# Description of the task
Please copy all of the records below line for line, without changing anything.

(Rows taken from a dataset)
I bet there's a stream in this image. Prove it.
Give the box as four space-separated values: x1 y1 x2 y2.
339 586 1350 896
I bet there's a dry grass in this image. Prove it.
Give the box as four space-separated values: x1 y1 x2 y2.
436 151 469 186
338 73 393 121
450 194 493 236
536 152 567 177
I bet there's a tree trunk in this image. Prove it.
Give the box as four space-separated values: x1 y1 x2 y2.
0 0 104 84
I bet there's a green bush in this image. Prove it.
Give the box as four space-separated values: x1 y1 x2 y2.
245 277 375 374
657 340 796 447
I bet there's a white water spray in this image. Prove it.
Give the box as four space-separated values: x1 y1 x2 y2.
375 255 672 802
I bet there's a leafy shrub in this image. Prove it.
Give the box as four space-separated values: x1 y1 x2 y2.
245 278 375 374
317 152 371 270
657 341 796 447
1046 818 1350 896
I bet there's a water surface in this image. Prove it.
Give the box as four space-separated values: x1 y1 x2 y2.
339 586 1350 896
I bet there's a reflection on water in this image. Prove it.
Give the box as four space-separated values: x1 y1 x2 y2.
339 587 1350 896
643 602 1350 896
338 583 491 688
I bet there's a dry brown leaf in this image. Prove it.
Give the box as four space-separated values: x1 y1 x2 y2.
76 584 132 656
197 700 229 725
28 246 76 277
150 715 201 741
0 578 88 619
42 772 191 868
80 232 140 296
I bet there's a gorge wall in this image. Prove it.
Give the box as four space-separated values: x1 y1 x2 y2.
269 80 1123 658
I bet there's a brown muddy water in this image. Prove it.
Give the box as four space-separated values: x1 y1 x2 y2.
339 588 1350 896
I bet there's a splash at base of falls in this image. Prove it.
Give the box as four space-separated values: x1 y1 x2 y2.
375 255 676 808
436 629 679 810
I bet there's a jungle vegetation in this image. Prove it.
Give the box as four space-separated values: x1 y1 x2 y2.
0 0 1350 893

# Expected answer
I bet there's a stream in this image. Prove it.
Give the box as four space-separated values: x1 y1 x2 y2.
339 586 1350 896
I bet there's a dry grass in this image. Prove it.
Give the box as four space-separated values: x1 y1 x2 y2.
436 151 469 186
338 73 393 121
450 194 493 236
536 152 567 177
I bet there's a tree trunk in this image. Prove it.
Give the box as four space-separated values: x1 y1 x2 y2.
0 0 104 84
I bet there's a green bush in this image. Prove it.
Give the box as four space-separated values: x1 y1 x2 y2.
245 277 375 374
657 340 796 447
I bet there's a white water spray in this image. Prove it.
Give the box as four space-separated values: x1 y1 x2 y2.
375 255 672 802
I bet there's a leafy shrub in this image. Prove it.
Give the box as four space-separated values: x1 y1 x2 y2.
245 278 375 374
317 152 371 270
657 341 796 447
1046 818 1350 896
I bet there's a water surface in this image. Prove it.
Give the box as four space-separated values: x1 y1 x2 y2.
339 586 1350 896
I bet there's a reflection on water in this image. Prove it.
Give the box as four space-separated values: x1 y1 x2 y2.
339 587 1350 896
643 602 1350 896
338 583 491 688
I bet there's a dry brown leaf in this image. Prove it.
Give the box as four space-separated values: x1 y1 x2 y2.
76 584 132 656
197 700 229 725
28 246 76 277
150 715 201 741
0 578 88 619
42 772 191 868
80 232 140 296
I bet there's a gorge wall in this image. Prove it.
Give the box as four space-separated values: x1 y1 x2 y2.
269 80 1123 658
I bet there's a brown muddy water in this image. Prove it.
Give the box as four space-separated values: x1 y1 x2 y2.
339 588 1350 896
I bet there's a splash at base of falls in this image. Prove it.
Give the box as four space-separated values: x1 y1 x2 y2.
375 255 676 808
436 629 679 810
I bet there's a jungle vegetation in this image. Prove it.
Give the box as four space-separated values: x1 y1 x2 y2.
0 0 1350 893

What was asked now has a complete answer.